- [O que fazer]
1) Responda, com base no texto sobre a pandemia e as crianças, às perguntas abaixo.
(a) Quantas são as crianças e os adolescentes brasileiros?
(b) Quem são as principais vítimas da doença?
(c) Que porcentagem dos leitos de UTI do país pertence à rede do SUS?
2) Indique se cada afirmação concorda com o texto sobre a pandemia e as crianças, citando as palavras dele que decidem a questão.
(a) Crianças e adolescentes são o grupo mais afetado pela pandemia.
(b) Cerca de 150 milhões de brasileiros dependem apenas do SUS.
(c) A taxa média de ocupação dos leitos de UTI do SUS fica abaixo de 90%.
3) Prossiga com o texto sobre a pandemia e as crianças a partir do ponto em que ele termina.

Os quase 60 milhões de crianças e adolescentes brasileiros não são o grupo mais afetado pela pandemia do COVID-19, mas são vetores da doença. Os avós, seguidos de pais e mães, são as principais vítimas. Decifra-me ou devoro-te. A resposta governamental ao vírus – que chegou a matar quase mil pessoas em um só dia – vai determinar o destino dos milhões de braços e colos que cuidam de nossas crianças.
A sociedade brasileira é profundamente desigual. E os impactos do coronavírus serão vivenciados, também, de maneira muito desigual e perversa, especialmente para aqueles em situação de vulnerabilidade econômica e social. Aproximadamente 150 milhões de brasileiros dependem exclusivamente do Sistema Único de Saúde (SUS). A rede dispõe, no entanto, de apenas 44% dos leitos de UTI no país. A taxa de ocupação média dos leitos de UTI do SUS é de 95%.

- [Material coletado]

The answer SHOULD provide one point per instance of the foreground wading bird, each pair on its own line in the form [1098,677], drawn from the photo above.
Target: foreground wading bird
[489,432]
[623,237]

- [Respostas das tarefas]
1)
(a) Quase 60 milhões.
(b) Os avós, seguidos de pais e mães.
(c) 44%.

2)
(a) Não: "não são o grupo mais afetado pela pandemia do COVID-19".
(b) Sim: "Aproximadamente 150 milhões de brasileiros dependem exclusivamente do Sistema Único de Saúde (SUS)".
(c) Não: "A taxa de ocupação média dos leitos de UTI do SUS é de 95%."

3)
Como é possível reforçar hábitos de higiene fundamentais contra a contaminação do COVID-19 quando 35 milhões de brasileiros não têm acesso à água tratada? Como não garantir proteção econômica a quase metade da população, que trabalha em situação de informalidade, às crianças que têm a merenda como única refeição diária? Como esperamos que as pessoas se alimentem, comprem medicamentos, estejam com a saúde fortalecida? Decisões políticas que optem pelo aprofundamento das desigualdades sociais, que reduzam o investimento e acesso à assistência médica gratuita e deixem trabalhadores desprotegidos, terão um efeito desastroso.
Estamos diante de um ponto de inflexão em nossa história. É o momento de se pensar em uma nova e compreensiva agenda de justiça econômica, social e racial; de deixar para trás as bases violentas que até aqui traçaram nossos rumos predatórios, para com as pessoas e com a natureza.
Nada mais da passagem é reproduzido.